**TASK DIRECTIONS**
Reproduce the material with "vertices" substituted by "corner points" and everything else unchanged, leaving the pictures out.

------------------------------------------------

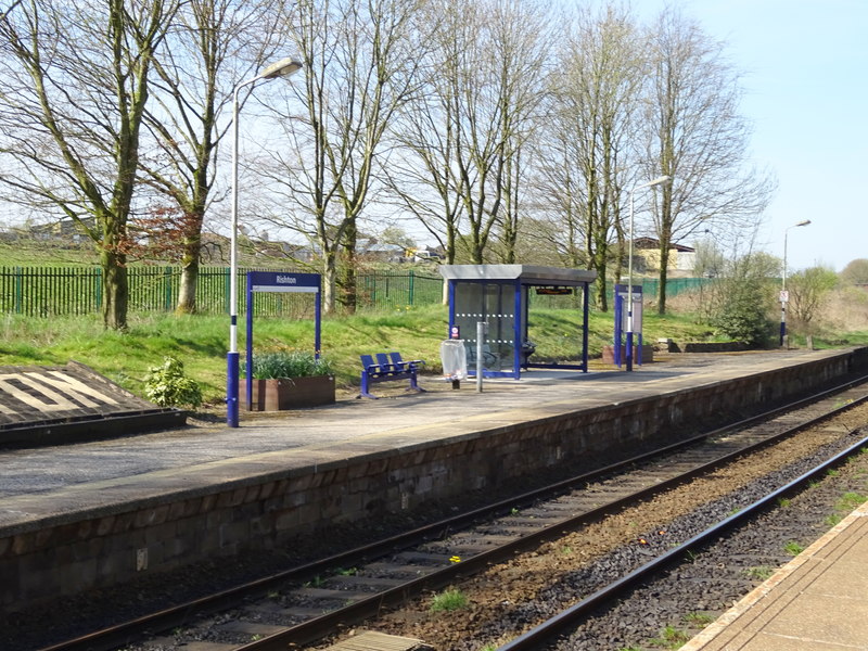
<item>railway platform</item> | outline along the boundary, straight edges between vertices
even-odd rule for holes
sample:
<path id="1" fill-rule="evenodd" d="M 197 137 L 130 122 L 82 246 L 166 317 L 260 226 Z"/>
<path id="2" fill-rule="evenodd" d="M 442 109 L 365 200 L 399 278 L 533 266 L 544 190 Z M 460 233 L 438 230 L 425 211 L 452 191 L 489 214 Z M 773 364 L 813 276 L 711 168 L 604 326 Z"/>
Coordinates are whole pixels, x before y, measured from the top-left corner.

------------------------------------------------

**COMPLETE OUTPUT**
<item>railway platform</item> | outline along the boundary, straight edges between corner points
even-odd rule for holes
sample:
<path id="1" fill-rule="evenodd" d="M 197 137 L 130 122 L 82 246 L 166 317 L 260 226 Z"/>
<path id="2" fill-rule="evenodd" d="M 442 109 L 365 200 L 399 278 L 533 266 L 544 190 Z M 460 233 L 438 230 L 425 211 L 452 191 L 489 214 Z M 773 364 L 813 276 L 711 168 L 604 326 Z"/>
Coordinates are whole pixels, x before y, measured from the top-left corner.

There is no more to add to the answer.